* **SET OF TASKS**
**1)** In the text about Covid-era book parodies, what title is Fred Khumalo giving his revisit of Weep Not, Child?
**2)** Swap "flick" for "film" in the text about Covid-era book parodies, and write out the passage starting with "Unconfirmed reports indicate" and going on through "Touch My Thirst.".
**3)** Write the next part of the text about Covid-era book parodies, picking up after its last sentence.

* **TEXT PROVIDED**
□ □ □
Novelist Fred Khumalo decided to revisit Ngugi waThiong'o's classic novel Weep Not, Child, but is giving it a vava-voom Covid-centric title, Weep Not, Sdakwa. Khumalo is also working on One Hundred Years of Thirsthood, a reinterpretation of Gabriel Garcia Marquez's One Hundred Years of Solitude.
Not to be outdone, Bhekisisa Mncube, author of The Love Diary of a Zulu Boy, is working on a sober sequel, My Diary of a Thirsty Zulu.
Unconfirmed reports indicate newspaper columnist and radio broadcaster Ndumiso Ngcobo has done a sequel to bestselling Some of My Best Friends Are White - but has given it a more appropriate title, Some of My Best Friends Are Thirsty.
Actor Maimela Motubatse has secured movie rights to Khumalo's autobiography Touch My Blood, and is making a flick called Touch My Thirst.
Dudu Busani-Dube, creator of the bestselling Hlomu series, is apparently writing a TV series called Hlomu: The Thirsty Wife. She could not be reached for comment as Bheki Cele has confiscated the phones of all Zulu-speaking writers, saying they are "writing nonsense which is antithetical to Zulu respect for elders". Speaking of Cele, an up-and-coming writer by the name of Vusi is writing a kiss-and-tell tome called Zodwa's Eyes Were Watching Cele, inspired by Zora Neale Hurston's classic Their Eyes Were Watching God.
□ □ □
* **RECORD EXTRACTS**
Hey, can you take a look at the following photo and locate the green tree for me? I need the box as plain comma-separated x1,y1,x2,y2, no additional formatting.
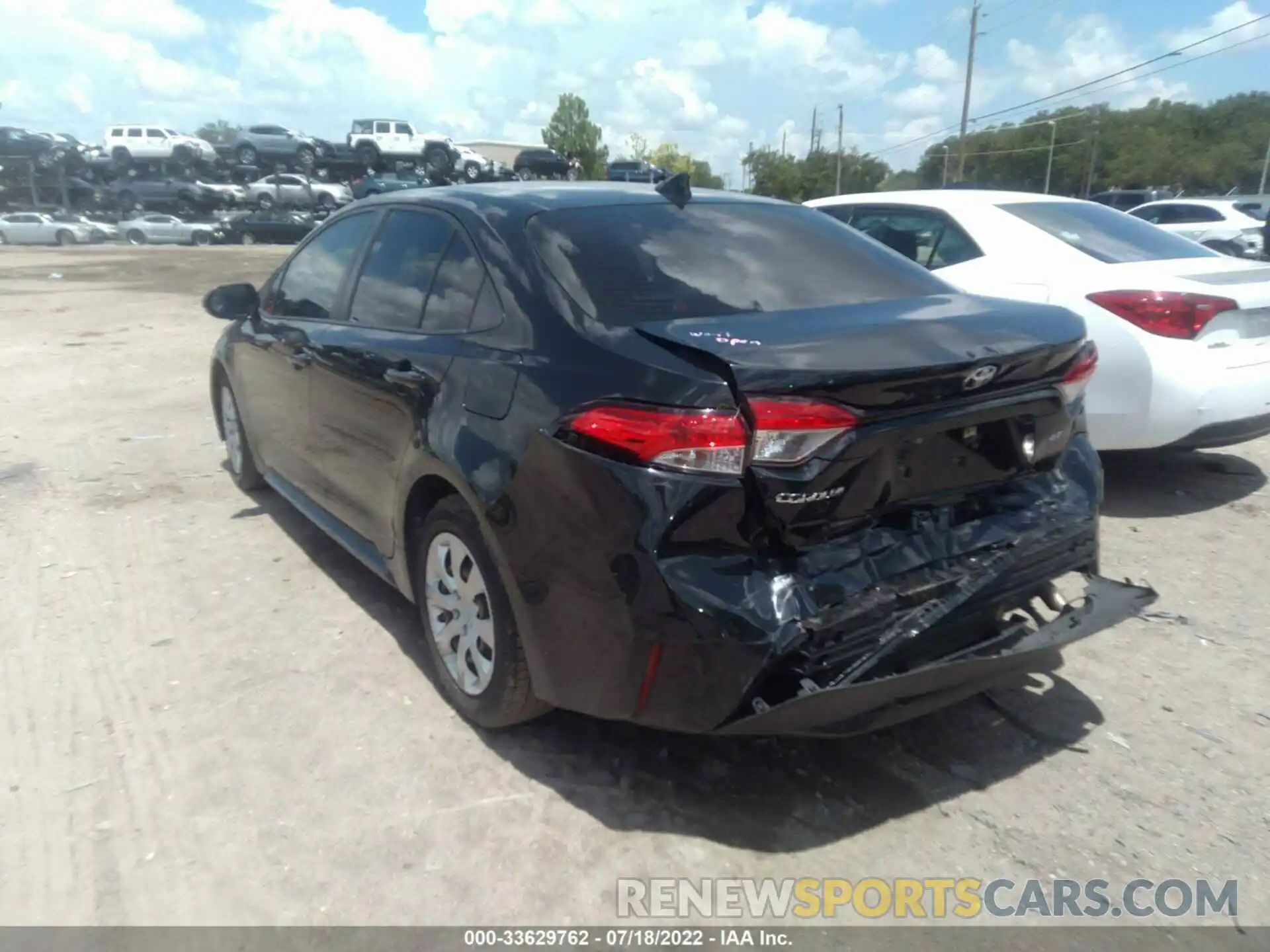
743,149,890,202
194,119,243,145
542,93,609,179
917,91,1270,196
□ □ □
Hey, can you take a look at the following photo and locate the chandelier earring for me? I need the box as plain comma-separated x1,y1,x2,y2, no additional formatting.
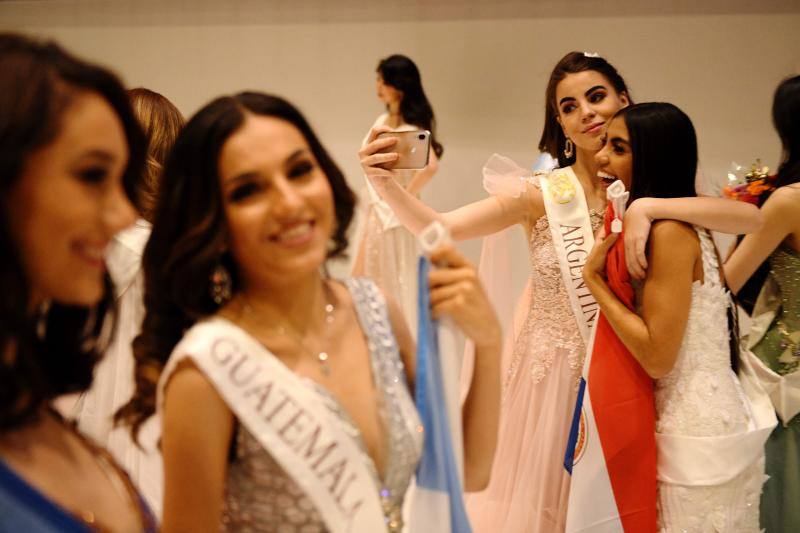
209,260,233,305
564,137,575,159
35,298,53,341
□ □ □
* **EXERCISE RESULTS**
**1)** Weep Not, Sdakwa

**2)**
Unconfirmed reports indicate newspaper columnist and radio broadcaster Ndumiso Ngcobo has done a sequel to bestselling Some of My Best Friends Are White - but has given it a more appropriate title, Some of My Best Friends Are Thirsty.
Actor Maimela Motubatse has secured movie rights to Khumalo's autobiography Touch My Blood, and is making a film called Touch My Thirst.

**3)**
Other books currently in the works by anonymous writers are: Alice in Soberland, inspired by Lewis Carrol's Alice in Wonderland.
Cry, The Thirsty Country, inspired by Alan Paton's Cry, The Beloved Country, will be up against Jock of the Dry Veld, a follow-up on Percy Fitzpatrick's Jock of the Bushveld. Bheki Cele and the Half-drunk Prince, inspired by Harry Potter and the Half-blood Prince is likely to capture the imagination of the young. Siphiwo Mahala, who did his PhD on legendary Drum journalists, is working on The Will to Drink, inspired by Can Themba's The Will to Die. Lockdown has its positive sides after all, wouldn't you say?